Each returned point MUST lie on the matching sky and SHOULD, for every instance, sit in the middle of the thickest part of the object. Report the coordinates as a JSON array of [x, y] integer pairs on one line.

____

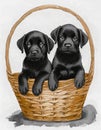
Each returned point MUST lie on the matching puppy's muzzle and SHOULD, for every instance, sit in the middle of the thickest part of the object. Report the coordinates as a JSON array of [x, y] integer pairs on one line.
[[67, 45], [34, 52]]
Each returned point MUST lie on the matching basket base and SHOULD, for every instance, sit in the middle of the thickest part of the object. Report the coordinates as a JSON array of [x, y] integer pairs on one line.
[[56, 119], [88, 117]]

____

(Given exercise):
Substitute "basket rim" for "basket base" in the entries between the line holding "Each returned point MUST lie on the matching basket" and the line holding "[[56, 119], [88, 117]]", inclusive, and give back only those lines with nothing else altered.

(Solution to the problem):
Each returned point MUST lie on the matching basket rim and SHOULD, for every instance, sit in the middle of the thickest part of the object. Report the coordinates as a JSON array of [x, y] integer pairs on one line.
[[56, 119], [88, 117]]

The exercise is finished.